● **Stated exercise**
The output should consist solely of the line containing "of the drain" and the lines that follow it through the end of the data below.

● **Provided entries**
-- BEGIN --

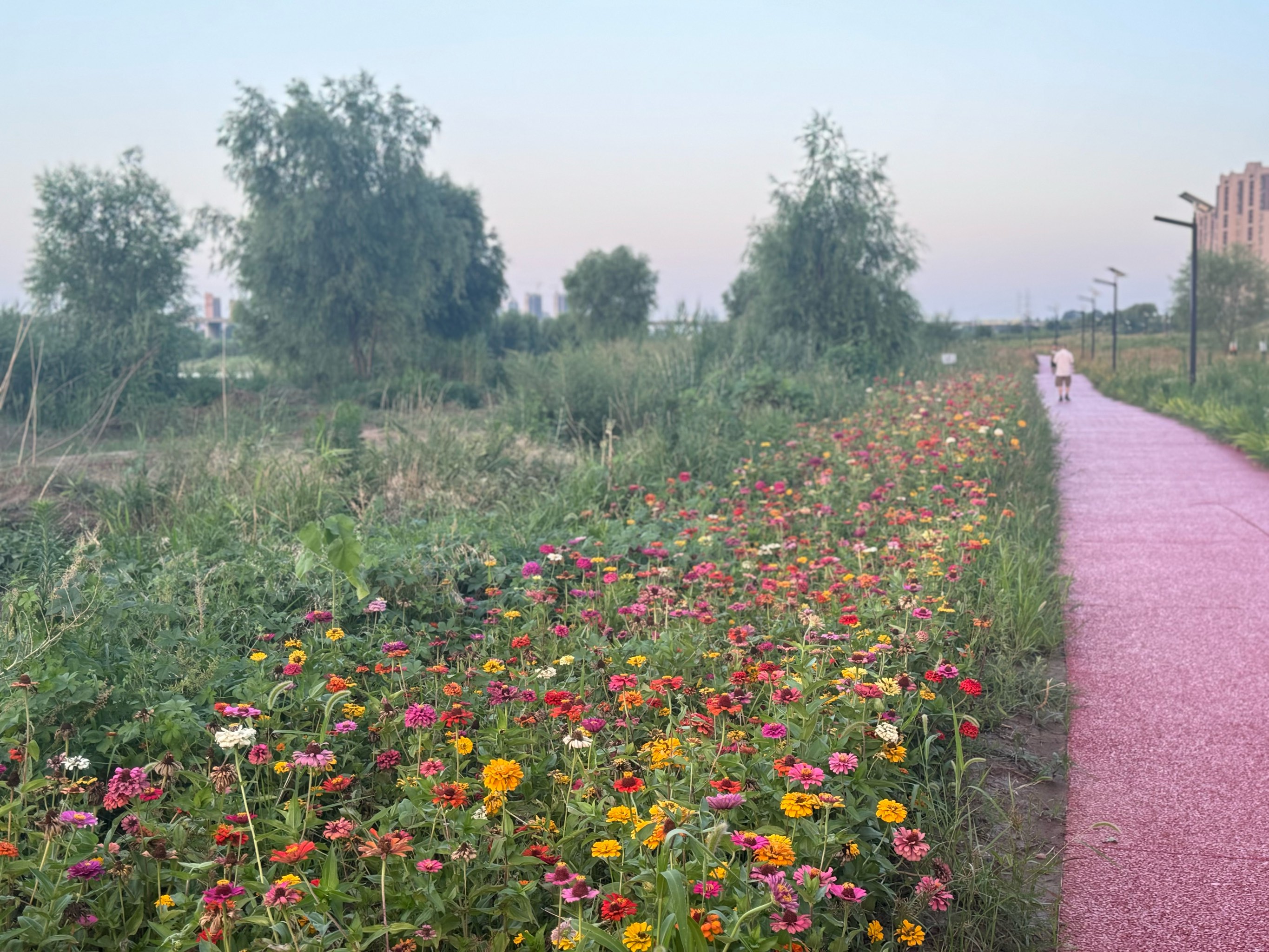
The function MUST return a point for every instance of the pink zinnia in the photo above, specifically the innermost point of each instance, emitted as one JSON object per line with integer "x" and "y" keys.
{"x": 319, "y": 758}
{"x": 909, "y": 845}
{"x": 418, "y": 716}
{"x": 560, "y": 875}
{"x": 282, "y": 895}
{"x": 579, "y": 892}
{"x": 788, "y": 921}
{"x": 338, "y": 829}
{"x": 848, "y": 894}
{"x": 749, "y": 841}
{"x": 807, "y": 776}
{"x": 843, "y": 763}
{"x": 936, "y": 893}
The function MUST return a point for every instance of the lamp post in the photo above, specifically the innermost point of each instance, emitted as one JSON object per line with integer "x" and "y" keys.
{"x": 1093, "y": 323}
{"x": 1200, "y": 207}
{"x": 1115, "y": 315}
{"x": 1093, "y": 303}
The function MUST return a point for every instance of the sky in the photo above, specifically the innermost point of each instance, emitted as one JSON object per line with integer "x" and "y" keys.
{"x": 1028, "y": 144}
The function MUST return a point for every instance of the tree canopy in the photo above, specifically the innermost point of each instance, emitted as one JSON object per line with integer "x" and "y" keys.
{"x": 108, "y": 280}
{"x": 611, "y": 295}
{"x": 833, "y": 261}
{"x": 350, "y": 253}
{"x": 1233, "y": 294}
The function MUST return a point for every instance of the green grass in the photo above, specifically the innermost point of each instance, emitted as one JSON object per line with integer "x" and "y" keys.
{"x": 139, "y": 587}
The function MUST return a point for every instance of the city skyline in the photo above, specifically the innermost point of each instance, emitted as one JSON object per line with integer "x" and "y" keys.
{"x": 684, "y": 117}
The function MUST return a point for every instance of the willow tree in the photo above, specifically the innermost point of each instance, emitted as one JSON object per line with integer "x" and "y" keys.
{"x": 832, "y": 263}
{"x": 350, "y": 252}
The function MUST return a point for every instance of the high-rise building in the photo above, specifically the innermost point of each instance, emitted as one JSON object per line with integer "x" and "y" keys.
{"x": 212, "y": 325}
{"x": 1239, "y": 219}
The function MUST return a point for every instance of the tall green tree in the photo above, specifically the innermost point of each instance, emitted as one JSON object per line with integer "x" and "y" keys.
{"x": 350, "y": 253}
{"x": 611, "y": 295}
{"x": 1233, "y": 294}
{"x": 833, "y": 261}
{"x": 108, "y": 281}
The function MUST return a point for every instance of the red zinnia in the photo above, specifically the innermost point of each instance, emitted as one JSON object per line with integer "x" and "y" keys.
{"x": 541, "y": 851}
{"x": 628, "y": 785}
{"x": 616, "y": 907}
{"x": 293, "y": 853}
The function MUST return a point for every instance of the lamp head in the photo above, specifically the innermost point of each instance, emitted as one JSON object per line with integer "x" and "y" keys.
{"x": 1200, "y": 205}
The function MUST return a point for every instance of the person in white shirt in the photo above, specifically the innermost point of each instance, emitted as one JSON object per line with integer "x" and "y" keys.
{"x": 1064, "y": 367}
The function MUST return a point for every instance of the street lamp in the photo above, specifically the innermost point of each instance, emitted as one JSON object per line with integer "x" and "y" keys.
{"x": 1093, "y": 303}
{"x": 1200, "y": 207}
{"x": 1093, "y": 323}
{"x": 1115, "y": 315}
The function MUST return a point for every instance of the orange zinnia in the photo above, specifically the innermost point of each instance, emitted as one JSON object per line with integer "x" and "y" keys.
{"x": 293, "y": 853}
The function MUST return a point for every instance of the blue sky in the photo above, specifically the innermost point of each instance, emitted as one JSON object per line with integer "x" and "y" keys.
{"x": 1030, "y": 144}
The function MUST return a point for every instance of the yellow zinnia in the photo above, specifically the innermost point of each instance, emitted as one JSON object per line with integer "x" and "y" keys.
{"x": 607, "y": 850}
{"x": 797, "y": 805}
{"x": 777, "y": 852}
{"x": 891, "y": 812}
{"x": 637, "y": 937}
{"x": 502, "y": 776}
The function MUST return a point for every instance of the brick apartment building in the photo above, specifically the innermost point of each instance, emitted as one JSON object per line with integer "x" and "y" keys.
{"x": 1242, "y": 207}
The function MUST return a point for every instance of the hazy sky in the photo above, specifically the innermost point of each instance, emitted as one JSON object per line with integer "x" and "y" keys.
{"x": 1030, "y": 144}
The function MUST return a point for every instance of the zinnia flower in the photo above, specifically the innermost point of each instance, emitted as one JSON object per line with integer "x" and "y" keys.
{"x": 389, "y": 845}
{"x": 86, "y": 870}
{"x": 807, "y": 776}
{"x": 749, "y": 841}
{"x": 936, "y": 893}
{"x": 616, "y": 907}
{"x": 579, "y": 892}
{"x": 314, "y": 757}
{"x": 221, "y": 893}
{"x": 891, "y": 812}
{"x": 502, "y": 776}
{"x": 293, "y": 852}
{"x": 419, "y": 716}
{"x": 637, "y": 937}
{"x": 843, "y": 763}
{"x": 788, "y": 921}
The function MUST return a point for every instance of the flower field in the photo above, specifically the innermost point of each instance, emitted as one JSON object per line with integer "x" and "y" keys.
{"x": 733, "y": 715}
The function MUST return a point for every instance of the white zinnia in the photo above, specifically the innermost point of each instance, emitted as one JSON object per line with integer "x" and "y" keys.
{"x": 235, "y": 737}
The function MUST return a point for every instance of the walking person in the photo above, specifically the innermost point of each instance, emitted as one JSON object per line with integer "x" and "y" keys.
{"x": 1064, "y": 367}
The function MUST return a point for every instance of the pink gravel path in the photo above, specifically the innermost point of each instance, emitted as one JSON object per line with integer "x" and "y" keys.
{"x": 1167, "y": 539}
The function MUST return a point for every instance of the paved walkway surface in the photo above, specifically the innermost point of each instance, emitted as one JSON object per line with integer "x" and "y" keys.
{"x": 1167, "y": 540}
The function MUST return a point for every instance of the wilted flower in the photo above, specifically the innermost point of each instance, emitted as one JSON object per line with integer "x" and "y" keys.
{"x": 235, "y": 737}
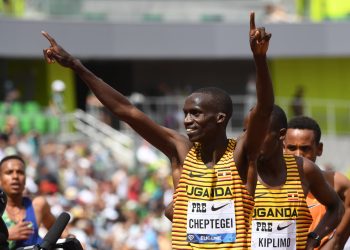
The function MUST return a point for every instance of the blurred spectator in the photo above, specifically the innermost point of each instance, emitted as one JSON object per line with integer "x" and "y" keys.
{"x": 276, "y": 14}
{"x": 23, "y": 216}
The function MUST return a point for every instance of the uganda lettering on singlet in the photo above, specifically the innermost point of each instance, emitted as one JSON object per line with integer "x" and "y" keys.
{"x": 281, "y": 218}
{"x": 212, "y": 208}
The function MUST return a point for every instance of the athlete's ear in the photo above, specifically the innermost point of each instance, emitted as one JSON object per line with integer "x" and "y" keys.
{"x": 319, "y": 149}
{"x": 221, "y": 117}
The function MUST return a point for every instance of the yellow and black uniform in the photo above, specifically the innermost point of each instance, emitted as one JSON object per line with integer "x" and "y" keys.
{"x": 212, "y": 207}
{"x": 281, "y": 218}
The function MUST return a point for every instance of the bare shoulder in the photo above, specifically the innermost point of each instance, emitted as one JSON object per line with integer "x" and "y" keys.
{"x": 341, "y": 184}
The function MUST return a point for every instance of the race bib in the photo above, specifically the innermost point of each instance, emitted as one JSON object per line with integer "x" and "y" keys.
{"x": 273, "y": 235}
{"x": 211, "y": 221}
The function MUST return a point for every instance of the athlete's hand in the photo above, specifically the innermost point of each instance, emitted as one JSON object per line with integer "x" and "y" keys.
{"x": 55, "y": 53}
{"x": 258, "y": 37}
{"x": 21, "y": 231}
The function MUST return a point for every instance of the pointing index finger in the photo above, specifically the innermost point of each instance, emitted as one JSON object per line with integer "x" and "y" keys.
{"x": 48, "y": 37}
{"x": 252, "y": 20}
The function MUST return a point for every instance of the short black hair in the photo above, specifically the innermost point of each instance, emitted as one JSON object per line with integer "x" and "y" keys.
{"x": 305, "y": 122}
{"x": 278, "y": 118}
{"x": 11, "y": 157}
{"x": 222, "y": 99}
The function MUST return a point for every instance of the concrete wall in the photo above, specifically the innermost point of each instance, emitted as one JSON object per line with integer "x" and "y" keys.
{"x": 107, "y": 40}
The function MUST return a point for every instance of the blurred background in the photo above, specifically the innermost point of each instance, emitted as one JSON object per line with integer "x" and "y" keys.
{"x": 156, "y": 52}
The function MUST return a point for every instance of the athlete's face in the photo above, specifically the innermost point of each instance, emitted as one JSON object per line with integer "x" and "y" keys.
{"x": 12, "y": 177}
{"x": 201, "y": 117}
{"x": 302, "y": 142}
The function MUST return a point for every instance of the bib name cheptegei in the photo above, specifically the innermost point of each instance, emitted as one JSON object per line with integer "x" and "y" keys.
{"x": 211, "y": 221}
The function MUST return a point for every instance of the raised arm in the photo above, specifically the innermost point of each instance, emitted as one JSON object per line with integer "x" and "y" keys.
{"x": 326, "y": 195}
{"x": 162, "y": 138}
{"x": 259, "y": 117}
{"x": 342, "y": 232}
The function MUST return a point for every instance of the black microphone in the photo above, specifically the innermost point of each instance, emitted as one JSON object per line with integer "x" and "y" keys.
{"x": 50, "y": 239}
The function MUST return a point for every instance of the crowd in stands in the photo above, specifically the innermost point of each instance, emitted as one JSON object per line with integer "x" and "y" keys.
{"x": 112, "y": 206}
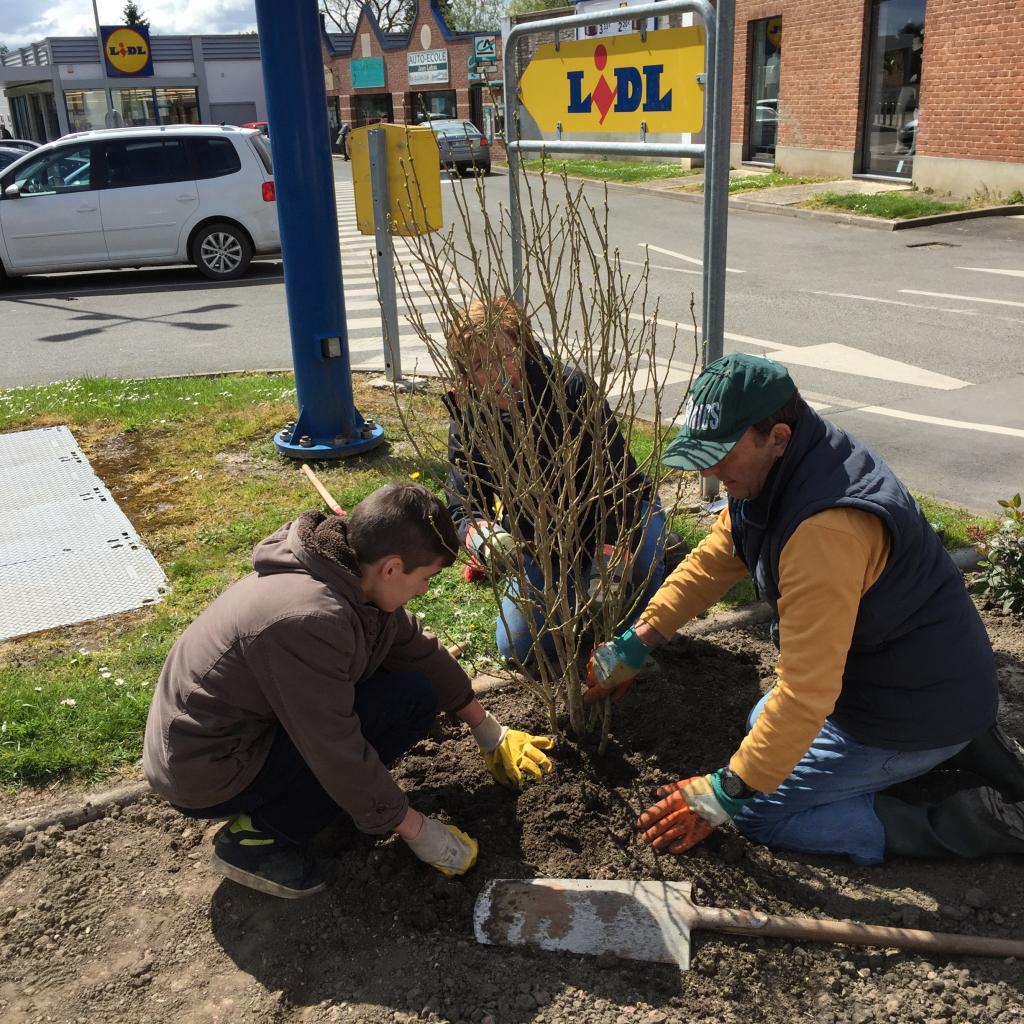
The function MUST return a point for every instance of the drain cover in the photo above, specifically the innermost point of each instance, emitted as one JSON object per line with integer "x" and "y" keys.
{"x": 68, "y": 553}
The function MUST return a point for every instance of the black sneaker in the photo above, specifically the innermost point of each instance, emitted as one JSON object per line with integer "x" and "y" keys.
{"x": 997, "y": 759}
{"x": 256, "y": 859}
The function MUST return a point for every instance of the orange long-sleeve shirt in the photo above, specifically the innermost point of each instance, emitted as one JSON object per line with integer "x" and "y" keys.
{"x": 827, "y": 564}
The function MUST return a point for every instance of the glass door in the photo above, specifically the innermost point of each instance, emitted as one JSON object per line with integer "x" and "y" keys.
{"x": 766, "y": 59}
{"x": 894, "y": 66}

-- END --

● **Output below**
The function MUST return a point for every instance of the drain cover in the photo above, specifically the innermost point of each instance, emitted as one JSON object per line with integer "x" and "y" keys.
{"x": 68, "y": 553}
The function MUST return a point for every instance of the black sneaker in the photo above, specifically the innermost point of each instance, emitted as one JSON object per line with integer "x" and "y" keys.
{"x": 997, "y": 759}
{"x": 256, "y": 859}
The function MUST return a point for every instance of the orange long-sleeve shirt in the photo above, specifically the innermost point of each instance, emitted as one JSON object per line with integer "x" and "y" keys.
{"x": 827, "y": 564}
The function MUST return a point for every instance of the glass door in the photo above, specifically the innermost point of each instance, emitted as one JSON object per line with integer "x" and "y" keys.
{"x": 766, "y": 59}
{"x": 894, "y": 66}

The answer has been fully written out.